*What you need to do:* I'd like the entries repeated exactly, pictures omitted.

╭─ The records

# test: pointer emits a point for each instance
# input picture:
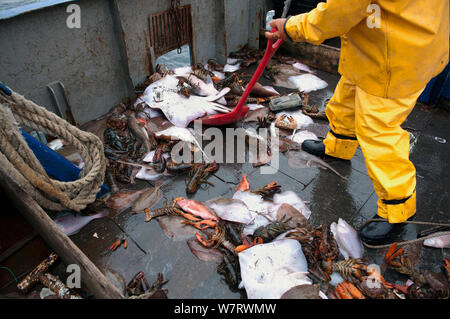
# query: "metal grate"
(164, 34)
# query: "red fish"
(244, 185)
(196, 208)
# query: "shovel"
(241, 109)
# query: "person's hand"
(279, 34)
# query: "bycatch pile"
(260, 236)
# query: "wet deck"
(330, 197)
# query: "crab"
(286, 122)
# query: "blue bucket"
(55, 165)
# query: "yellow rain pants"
(357, 117)
(389, 52)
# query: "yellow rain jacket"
(390, 51)
(394, 60)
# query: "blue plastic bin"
(56, 165)
(437, 87)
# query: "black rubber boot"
(314, 147)
(381, 233)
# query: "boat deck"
(329, 197)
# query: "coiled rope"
(19, 162)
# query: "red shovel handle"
(237, 113)
(270, 51)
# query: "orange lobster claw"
(353, 290)
(245, 244)
(202, 240)
(189, 217)
(202, 224)
(343, 292)
(403, 289)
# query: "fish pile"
(261, 238)
(265, 247)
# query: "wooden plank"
(91, 276)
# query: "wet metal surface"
(329, 196)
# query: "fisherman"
(390, 50)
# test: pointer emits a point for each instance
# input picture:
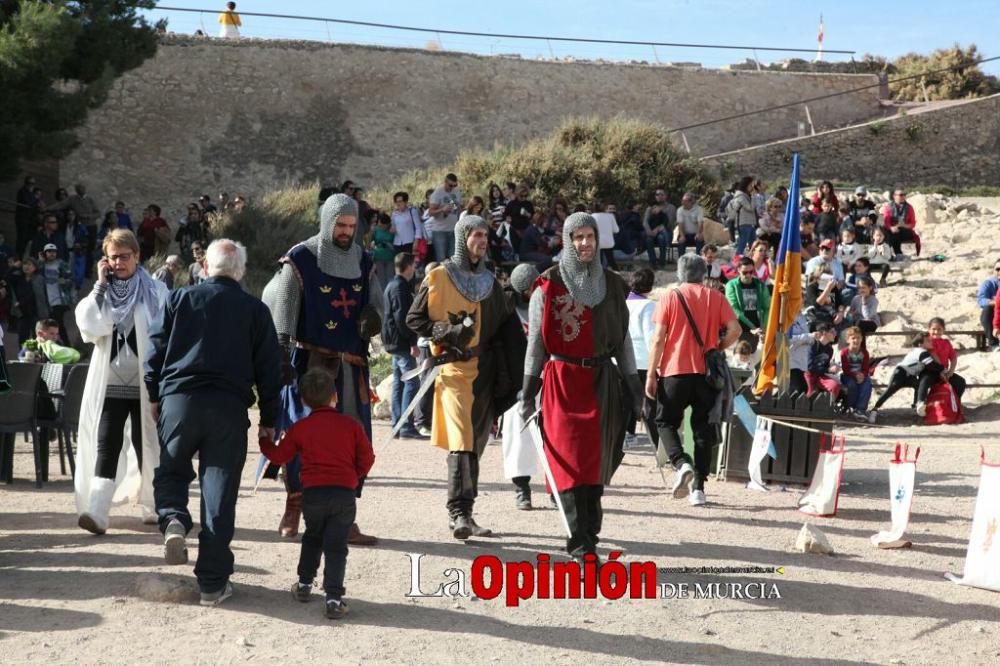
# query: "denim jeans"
(403, 392)
(661, 241)
(329, 512)
(444, 244)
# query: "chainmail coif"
(584, 280)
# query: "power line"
(829, 95)
(588, 40)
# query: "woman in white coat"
(115, 464)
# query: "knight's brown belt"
(454, 355)
(346, 357)
(592, 362)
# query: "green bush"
(586, 159)
(619, 160)
(276, 222)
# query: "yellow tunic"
(454, 396)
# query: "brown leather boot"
(289, 525)
(356, 538)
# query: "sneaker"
(336, 609)
(682, 481)
(175, 543)
(301, 591)
(216, 598)
(629, 441)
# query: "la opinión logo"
(490, 577)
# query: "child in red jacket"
(335, 454)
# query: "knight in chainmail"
(460, 307)
(326, 302)
(578, 333)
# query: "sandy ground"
(67, 596)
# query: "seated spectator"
(855, 375)
(760, 254)
(861, 269)
(827, 224)
(48, 236)
(899, 219)
(168, 271)
(824, 195)
(863, 309)
(880, 254)
(806, 238)
(607, 227)
(821, 375)
(986, 297)
(824, 304)
(918, 370)
(743, 356)
(945, 354)
(714, 278)
(799, 342)
(535, 245)
(751, 302)
(827, 259)
(848, 250)
(691, 223)
(658, 223)
(769, 226)
(631, 236)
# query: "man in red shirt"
(335, 454)
(679, 379)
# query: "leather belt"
(454, 355)
(592, 362)
(346, 357)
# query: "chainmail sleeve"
(536, 355)
(283, 297)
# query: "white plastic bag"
(902, 474)
(982, 561)
(759, 451)
(824, 491)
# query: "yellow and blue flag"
(787, 299)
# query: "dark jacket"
(396, 335)
(215, 337)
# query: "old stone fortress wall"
(245, 116)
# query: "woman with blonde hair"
(115, 464)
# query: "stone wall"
(208, 115)
(958, 145)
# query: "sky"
(880, 27)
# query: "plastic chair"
(18, 414)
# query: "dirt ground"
(67, 596)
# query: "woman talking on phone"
(115, 463)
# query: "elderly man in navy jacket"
(211, 345)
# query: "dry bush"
(619, 160)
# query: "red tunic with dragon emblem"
(583, 413)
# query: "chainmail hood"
(473, 282)
(584, 280)
(332, 259)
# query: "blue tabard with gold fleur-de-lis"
(330, 305)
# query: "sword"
(424, 387)
(536, 437)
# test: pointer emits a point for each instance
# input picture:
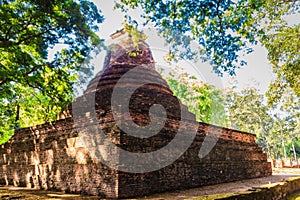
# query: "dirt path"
(225, 188)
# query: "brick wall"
(53, 156)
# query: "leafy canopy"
(28, 30)
(221, 28)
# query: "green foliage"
(204, 100)
(282, 42)
(34, 87)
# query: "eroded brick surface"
(52, 156)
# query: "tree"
(221, 28)
(28, 30)
(247, 112)
(282, 40)
(204, 100)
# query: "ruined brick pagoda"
(52, 156)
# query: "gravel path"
(225, 188)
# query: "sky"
(257, 73)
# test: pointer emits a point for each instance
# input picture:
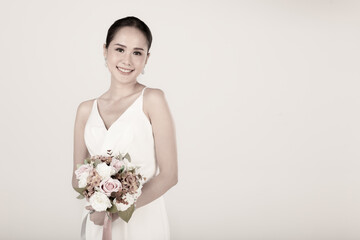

╰─

*Answer to the exercise:*
# test: pointer emits a point for each instance
# input picture:
# query: "metal grate"
(164, 34)
# query: "red fish"
(244, 185)
(196, 208)
# query: "shovel"
(241, 109)
# query: "person's hand"
(279, 34)
# query: "bycatch pile"
(260, 236)
# query: "wet deck"
(330, 197)
# query: "crab"
(286, 122)
# query: "blue bucket"
(55, 165)
# query: "yellow rain pants"
(357, 117)
(389, 52)
# query: "yellow rain jacket"
(390, 51)
(394, 60)
# query: "blue plastic bin"
(56, 165)
(437, 87)
# query: "black rubber boot"
(314, 147)
(381, 233)
# query: "boat deck"
(329, 197)
# query: "coiled rope"
(19, 162)
# query: "red shovel handle"
(237, 113)
(270, 51)
# query: "orange lobster claw"
(353, 290)
(245, 244)
(202, 240)
(189, 217)
(202, 224)
(343, 292)
(403, 289)
# query: "fish pile"
(261, 238)
(265, 247)
# query: "wooden plank"
(91, 276)
# query: "wet metal surface"
(329, 196)
# query: "fisherman"
(390, 50)
# test: pointer emits a point for each instance
# input picture:
# query: "denim jeans"
(403, 392)
(661, 241)
(329, 512)
(444, 244)
# query: "chainmail coif"
(584, 280)
# query: "power line"
(829, 95)
(588, 40)
# query: "woman in white coat"
(115, 464)
# query: "knight's brown belt"
(454, 355)
(346, 357)
(592, 362)
# query: "green bush"
(586, 159)
(619, 160)
(276, 222)
# query: "yellow tunic"
(454, 396)
# query: "brown leather boot"
(289, 525)
(356, 538)
# query: "sneaker"
(336, 609)
(682, 481)
(175, 543)
(301, 591)
(216, 598)
(629, 441)
# query: "la opinión logo"
(490, 577)
# query: "child in red jacket"
(335, 454)
# query: "knight in chainmail"
(460, 307)
(326, 302)
(578, 333)
# query: "sandy ground"
(67, 596)
# query: "seated spectator"
(855, 375)
(760, 254)
(861, 269)
(827, 224)
(48, 236)
(899, 219)
(168, 271)
(824, 195)
(863, 309)
(880, 254)
(806, 238)
(607, 227)
(821, 375)
(986, 297)
(824, 304)
(918, 370)
(743, 356)
(945, 354)
(714, 278)
(799, 342)
(535, 245)
(751, 302)
(827, 259)
(848, 250)
(691, 223)
(658, 223)
(769, 226)
(631, 236)
# query: "man in red shirt"
(335, 454)
(679, 379)
# query: "leather belt"
(454, 355)
(592, 362)
(346, 357)
# query: "chainmail sleeve"
(536, 355)
(283, 297)
# query: "white plastic bag"
(902, 474)
(982, 561)
(759, 451)
(824, 491)
# query: "yellow and blue flag"
(787, 299)
# query: "dark jacket"
(396, 335)
(215, 337)
# query: "old stone fortress wall"
(245, 116)
# query: "woman with blonde hair"
(115, 464)
# query: "stone wall"
(208, 115)
(958, 145)
# query: "sky"
(880, 27)
# query: "plastic chair"
(18, 414)
# query: "dirt ground"
(67, 596)
# query: "woman talking on phone"
(115, 463)
# query: "elderly man in navy jacket"
(211, 345)
# query: "dry bush"
(619, 160)
# query: "red tunic with dragon emblem"
(583, 413)
# query: "chainmail hood"
(473, 282)
(584, 280)
(332, 259)
# query: "blue tabard with gold fleur-de-lis"
(330, 305)
# query: "sword"
(424, 387)
(536, 437)
# test: pointer emits a point for each instance
# input picture:
# query: "dirt path"
(225, 188)
# query: "brick wall"
(53, 156)
# query: "leafy canopy"
(28, 30)
(221, 28)
# query: "green foliage"
(204, 100)
(282, 42)
(34, 87)
# query: "eroded brick surface"
(52, 156)
# query: "tree"
(221, 28)
(28, 30)
(247, 112)
(282, 40)
(204, 100)
# query: "ruined brick pagoda"
(52, 156)
# query: "gravel path"
(225, 188)
# query: "sky"
(257, 73)
# test: pointer emits a point for each instance
# input picture:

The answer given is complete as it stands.